- [Tasks for this exercise]:
1) In the post about family, why does the writer say her husband's side is pretty calm at this point? Explain in one to three sentences.
2) Write the next part of the post about family, picking up after its last sentence.

My Mom, Me and My Daughter

O is the first grandchild on my side of the family.  On my DH’s side she is the 4th.  So that side is pretty calm at this point.  And the difference between O and the next youngest cousin is almost 5 years, she is the TOTAL baby.  And I guess that being the mother of the father is different than being the mother of the mother.  I hear stories that my mother in law (MIL for short) used to be really harsh on my sister in law (SIL… I know, maybe too many acronyms).  But not with me. She is actually a calming voice for me.  It’s also possible that her daughter and my MIL see things differently.  SIL is a bit a of a hippy, organic embracing, and chemical free lifestyle.  Complete opposite of her mother. I on the other hand am a bit more aligned in views with my MIL.  Not everything, but I guess closer than her daughter.

- [Information]:
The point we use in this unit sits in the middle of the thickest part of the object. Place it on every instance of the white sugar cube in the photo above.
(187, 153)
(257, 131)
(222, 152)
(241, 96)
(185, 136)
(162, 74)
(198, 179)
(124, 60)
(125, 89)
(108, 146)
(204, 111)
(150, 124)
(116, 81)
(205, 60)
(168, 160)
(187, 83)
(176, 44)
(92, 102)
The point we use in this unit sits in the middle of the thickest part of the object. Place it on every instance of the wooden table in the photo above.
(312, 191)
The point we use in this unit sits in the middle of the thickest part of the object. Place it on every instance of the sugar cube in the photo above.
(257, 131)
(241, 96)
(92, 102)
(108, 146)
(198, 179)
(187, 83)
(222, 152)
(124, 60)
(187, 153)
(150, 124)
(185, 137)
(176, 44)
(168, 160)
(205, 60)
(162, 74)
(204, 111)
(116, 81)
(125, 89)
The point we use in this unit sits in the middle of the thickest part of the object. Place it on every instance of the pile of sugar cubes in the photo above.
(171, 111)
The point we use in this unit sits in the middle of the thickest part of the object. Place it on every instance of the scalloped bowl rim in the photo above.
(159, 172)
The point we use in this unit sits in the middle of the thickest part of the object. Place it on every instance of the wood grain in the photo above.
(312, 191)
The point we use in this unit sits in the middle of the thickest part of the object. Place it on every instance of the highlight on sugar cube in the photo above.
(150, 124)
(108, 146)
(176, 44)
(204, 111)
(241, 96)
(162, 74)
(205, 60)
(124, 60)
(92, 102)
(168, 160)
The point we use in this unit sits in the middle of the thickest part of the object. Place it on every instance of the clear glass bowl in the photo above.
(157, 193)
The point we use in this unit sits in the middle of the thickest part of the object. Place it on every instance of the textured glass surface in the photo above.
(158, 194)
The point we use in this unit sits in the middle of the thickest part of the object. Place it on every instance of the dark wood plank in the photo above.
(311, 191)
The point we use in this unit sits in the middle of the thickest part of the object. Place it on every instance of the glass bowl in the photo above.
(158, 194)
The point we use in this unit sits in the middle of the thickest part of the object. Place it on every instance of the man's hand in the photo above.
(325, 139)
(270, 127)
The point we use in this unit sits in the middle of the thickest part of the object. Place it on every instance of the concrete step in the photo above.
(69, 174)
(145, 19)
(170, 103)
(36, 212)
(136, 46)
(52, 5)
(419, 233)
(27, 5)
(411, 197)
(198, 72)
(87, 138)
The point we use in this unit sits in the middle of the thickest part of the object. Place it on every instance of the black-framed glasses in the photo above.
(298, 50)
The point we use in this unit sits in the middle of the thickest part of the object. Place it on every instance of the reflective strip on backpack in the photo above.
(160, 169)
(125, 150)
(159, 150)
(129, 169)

- [Results for each task]:
1) O is the first grandchild on the writer's side of the family, but on her husband's side she is the fourth. Because that side already has three grandchildren, it is calmer about her.

2)
Now, on the other hand, my mother is a complete nutball (all in the kindest and most loving of ways).  Don’t get me wrong, she has been completely supportive, and super nurturing.  But at the same time, totally overbearing and sometimes a bit suffocating.  There are so many examples of her craziness and complete obsessiveness, I don’t even know where to begin, or if I begin have enough space and memory allotment on the blogspace to describe all of them. I will touch upon the highlights.

The latest idea is for my parents to get a boat so we can vacation together ALL the time.  Be in close confined quarters for long periods of time.  The problem with this is 1. they know NOTHING about boats. 2. If we go out to sea, let’s just say only one of us will make it back in one piece.

Today I received an email with her online basket for a baby site.  In it were among other useless things two Halloween costumes.  Now, don’t get me wrong that she is thinking of O’s costume for Halloween, but since this is O’s first Halloween, I as the mother would like to pick out and buy her costume.  I know, it sounds selfish.  But don’t judge me until you mother does the same!!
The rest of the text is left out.